PROBLEM TO WORK ON: Every line of the material is to be transcribed verbatim, with images omitted.

EXTRACTED DATA:
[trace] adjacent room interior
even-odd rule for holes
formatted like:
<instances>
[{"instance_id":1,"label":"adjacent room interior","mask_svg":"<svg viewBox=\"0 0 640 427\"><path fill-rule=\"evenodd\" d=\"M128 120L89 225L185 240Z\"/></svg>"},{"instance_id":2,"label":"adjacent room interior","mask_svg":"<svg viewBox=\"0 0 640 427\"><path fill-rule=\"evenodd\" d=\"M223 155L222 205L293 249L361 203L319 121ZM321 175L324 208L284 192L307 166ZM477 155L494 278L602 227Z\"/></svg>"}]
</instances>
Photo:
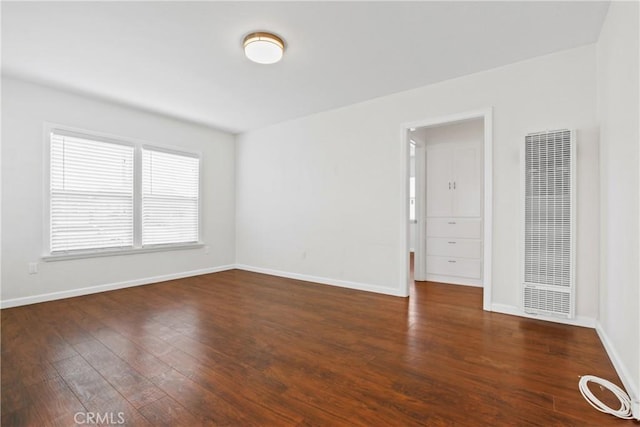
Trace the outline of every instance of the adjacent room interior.
<instances>
[{"instance_id":1,"label":"adjacent room interior","mask_svg":"<svg viewBox=\"0 0 640 427\"><path fill-rule=\"evenodd\" d=\"M2 425L640 420L637 1L0 7Z\"/></svg>"}]
</instances>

RESPONSE FOR THIS EXERCISE:
[trace] adjacent room interior
even-odd rule for holes
formatted like:
<instances>
[{"instance_id":1,"label":"adjacent room interior","mask_svg":"<svg viewBox=\"0 0 640 427\"><path fill-rule=\"evenodd\" d=\"M128 120L89 225L185 240Z\"/></svg>"},{"instance_id":2,"label":"adjacent room interior","mask_svg":"<svg viewBox=\"0 0 640 427\"><path fill-rule=\"evenodd\" d=\"M223 155L222 205L293 249L361 203L319 121ZM321 175L324 208L284 192L307 166ZM477 155L494 278L602 227Z\"/></svg>"}]
</instances>
Photo:
Trace the outline of every instance of the adjacent room interior.
<instances>
[{"instance_id":1,"label":"adjacent room interior","mask_svg":"<svg viewBox=\"0 0 640 427\"><path fill-rule=\"evenodd\" d=\"M2 425L640 420L637 1L0 7Z\"/></svg>"}]
</instances>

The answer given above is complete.